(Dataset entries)
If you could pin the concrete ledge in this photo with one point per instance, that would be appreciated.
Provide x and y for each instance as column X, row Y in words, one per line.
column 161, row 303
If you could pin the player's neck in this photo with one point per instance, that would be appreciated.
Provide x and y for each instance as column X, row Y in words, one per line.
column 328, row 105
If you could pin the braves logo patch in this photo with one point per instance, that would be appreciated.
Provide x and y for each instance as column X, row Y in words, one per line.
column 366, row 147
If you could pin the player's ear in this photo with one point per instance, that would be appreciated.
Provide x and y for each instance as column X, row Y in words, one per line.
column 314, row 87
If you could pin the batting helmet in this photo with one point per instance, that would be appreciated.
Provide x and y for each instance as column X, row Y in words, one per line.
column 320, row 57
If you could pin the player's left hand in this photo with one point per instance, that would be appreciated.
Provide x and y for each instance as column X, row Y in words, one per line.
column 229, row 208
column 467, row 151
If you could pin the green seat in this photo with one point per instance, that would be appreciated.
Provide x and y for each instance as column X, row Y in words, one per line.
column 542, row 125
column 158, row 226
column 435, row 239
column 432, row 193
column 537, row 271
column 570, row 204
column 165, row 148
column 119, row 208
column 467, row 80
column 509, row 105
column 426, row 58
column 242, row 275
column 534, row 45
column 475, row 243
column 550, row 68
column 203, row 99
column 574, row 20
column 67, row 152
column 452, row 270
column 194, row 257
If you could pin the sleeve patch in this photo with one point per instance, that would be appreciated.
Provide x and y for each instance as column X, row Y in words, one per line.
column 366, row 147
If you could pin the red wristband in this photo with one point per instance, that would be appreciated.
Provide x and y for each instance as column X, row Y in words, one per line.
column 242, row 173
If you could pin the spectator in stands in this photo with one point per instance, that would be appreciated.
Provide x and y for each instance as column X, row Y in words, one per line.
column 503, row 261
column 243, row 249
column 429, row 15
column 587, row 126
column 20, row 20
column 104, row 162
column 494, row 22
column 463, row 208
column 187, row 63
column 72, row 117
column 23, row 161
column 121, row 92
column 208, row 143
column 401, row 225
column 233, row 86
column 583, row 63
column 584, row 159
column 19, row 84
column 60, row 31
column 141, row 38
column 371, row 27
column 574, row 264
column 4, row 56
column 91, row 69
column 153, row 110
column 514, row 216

▶ _Task statement_:
Reproduce all of the material above word for word, keeping every line in its original order.

▶ _Solution to this problem_:
If you could pin the concrete ledge in this photo with one point per instance, that would be appreciated.
Provide x and y for each instance as column X, row Y in words, one per line.
column 161, row 303
If you could pin the player's neck in this photo with one point per instance, that would be appreciated.
Provide x and y for each instance as column X, row Y in words, one per line.
column 328, row 105
If you could pin the braves logo patch in this photo with one point per instance, that would be appreciated.
Provide x and y for each instance as column X, row Y in words, one per line.
column 366, row 147
If you could pin the player's ear in this photo with one point per instance, that would be appreciated.
Provide x and y for each instance as column X, row Y in words, one per line.
column 314, row 87
If you could pin the batting helmet in this photo with one point per instance, that would be appreciated.
Provide x and y for each instance as column X, row Y in words, one per line.
column 320, row 57
If you could pin the player's left hand in this photo with one point per instance, that would be appreciated.
Provide x and y for each instance as column X, row Y in words, one per line.
column 229, row 208
column 467, row 151
If you could pin the green seat in this photo with one point per instance, that would be appreciated.
Provide x and y for each instance as column X, row Y in words, one per line.
column 542, row 125
column 158, row 226
column 435, row 239
column 432, row 193
column 537, row 271
column 570, row 204
column 165, row 148
column 119, row 208
column 467, row 80
column 509, row 105
column 426, row 58
column 242, row 275
column 534, row 45
column 475, row 243
column 550, row 68
column 203, row 99
column 574, row 20
column 67, row 152
column 452, row 270
column 194, row 257
If you could pin the sleeve patch in this photo with one point per instance, that would be appreciated.
Provide x and y for each instance as column X, row Y in words, one per line.
column 366, row 147
If you could pin the red wristband in this photo with one point per instance, that would be appreciated.
Provide x and y for each instance as column X, row Y in words, one per line.
column 242, row 173
If you could pin the spectator in stands in this photo with one point per instance, that would be appreciated.
Provide x and y for each instance as column X, row Y in words, one per line.
column 503, row 261
column 243, row 249
column 429, row 15
column 587, row 126
column 20, row 20
column 104, row 162
column 494, row 22
column 463, row 208
column 187, row 63
column 72, row 117
column 23, row 161
column 121, row 92
column 208, row 143
column 401, row 225
column 233, row 86
column 583, row 63
column 584, row 159
column 19, row 84
column 60, row 31
column 141, row 38
column 371, row 27
column 574, row 264
column 4, row 56
column 91, row 69
column 153, row 110
column 514, row 216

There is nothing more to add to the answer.